(Natural-language object grounding data)

--------------------------------------------------

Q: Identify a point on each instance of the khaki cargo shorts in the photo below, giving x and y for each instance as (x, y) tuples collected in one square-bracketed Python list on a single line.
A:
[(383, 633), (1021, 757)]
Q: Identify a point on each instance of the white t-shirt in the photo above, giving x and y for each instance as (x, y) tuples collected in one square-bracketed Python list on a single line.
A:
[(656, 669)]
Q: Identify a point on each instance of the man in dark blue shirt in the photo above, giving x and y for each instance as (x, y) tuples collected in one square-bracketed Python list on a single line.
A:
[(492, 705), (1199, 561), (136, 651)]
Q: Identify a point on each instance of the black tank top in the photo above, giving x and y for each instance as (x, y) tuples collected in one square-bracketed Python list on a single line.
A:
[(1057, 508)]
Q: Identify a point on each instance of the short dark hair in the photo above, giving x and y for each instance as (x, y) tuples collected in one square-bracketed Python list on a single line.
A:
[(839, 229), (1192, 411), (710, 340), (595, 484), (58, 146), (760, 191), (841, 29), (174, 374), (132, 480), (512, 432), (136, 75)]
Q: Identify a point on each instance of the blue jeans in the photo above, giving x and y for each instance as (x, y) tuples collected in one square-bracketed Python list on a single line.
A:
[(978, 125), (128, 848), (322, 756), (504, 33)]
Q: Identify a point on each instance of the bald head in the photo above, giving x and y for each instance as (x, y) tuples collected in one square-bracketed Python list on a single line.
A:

--------------------------------------------------

▶ **Task to carry out**
For every line above that includes the word "tuples", return the line.

▶ **Reply**
Q: Identify a point on each instance of the khaki cargo shorts in the photo below, giving x and y for each instance as (x, y) tuples collected in one square-bracketed Python list on a single line.
Q: Identify a point on each instance of the white t-shirt in the photo above, giving x and y for each instance as (x, y) tuples collected in one square-bracketed Python list on a single line.
Q: Identify a point on each instance of the man in dark blue shirt in the photo above, giving x and y for each instance as (x, y) tuples collected in one square-bracketed Python list on a single line.
Q: Identify a point on each instance of the black tank top in the photo above, giving x and y for each instance as (x, y) tuples collected in one square-bracketed Python list on a single line.
Q: Identify a point on each instance of the short dark hair in the photo above, giving x and y for each instance as (x, y) tuples collected in one square-bracketed Python list on a single line.
Q: Identify a point on each instance of the blue jeans in the photo above, giving x and y for each instance as (x, y) tuples collected in one square-bracketed Python list on a single line.
Q: Identify a point on each instance of the bald head in the photo above, giving x and y for each instance as (x, y) tuples collected in one square-bracketed Python list on a single line.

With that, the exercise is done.